### Task description:
Rewrite all of the records below with "palm tree" switched to "coconut palm" and every other word kept the same. Leave the pictures out of your answer.

### Supplied records:

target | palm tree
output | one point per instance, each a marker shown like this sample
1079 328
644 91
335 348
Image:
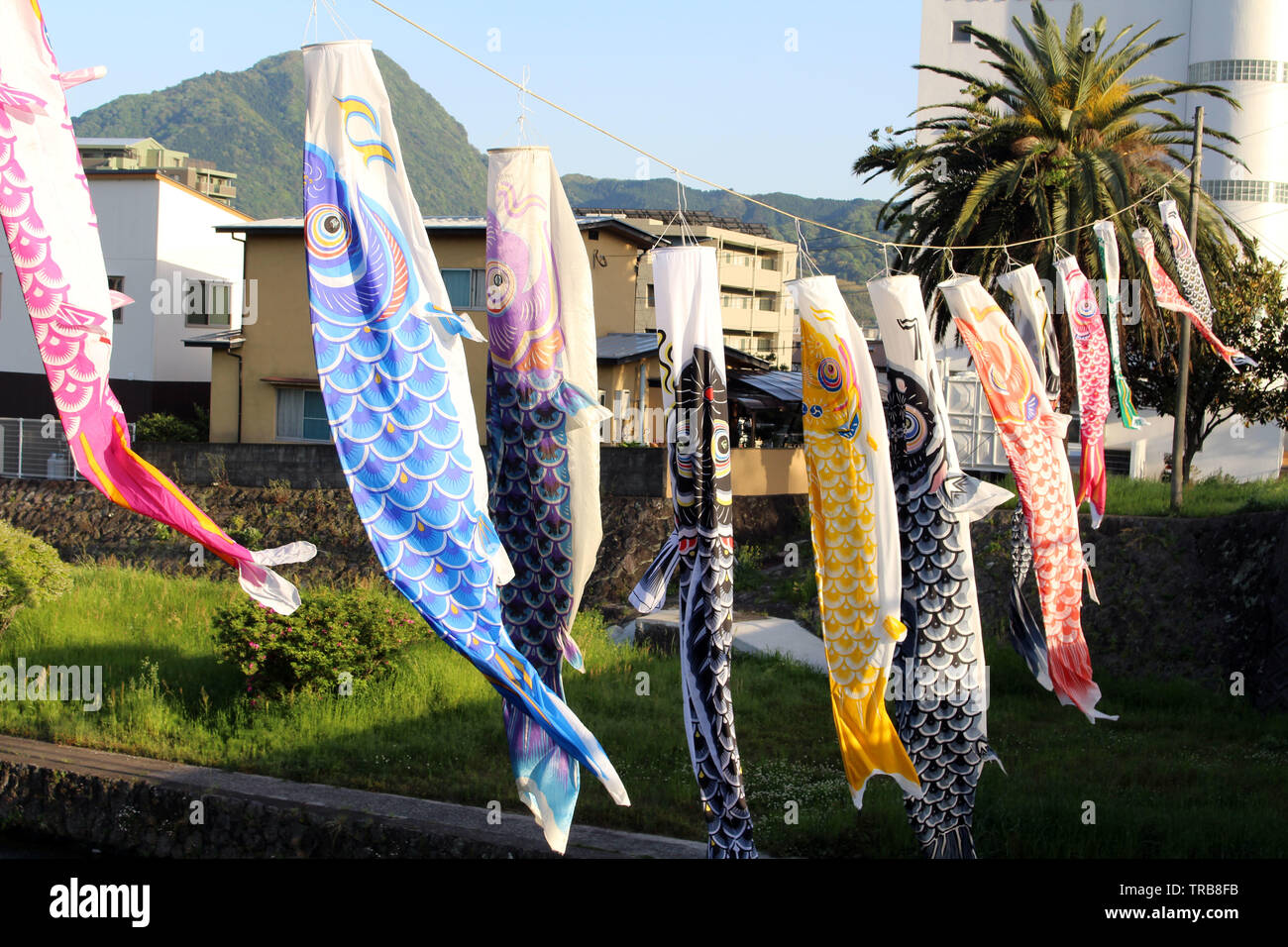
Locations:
1056 137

### Answer in full:
target | coconut palm
output | one point per instance, each a marker shown like this sample
1079 328
644 91
335 348
Image:
Locations:
1056 137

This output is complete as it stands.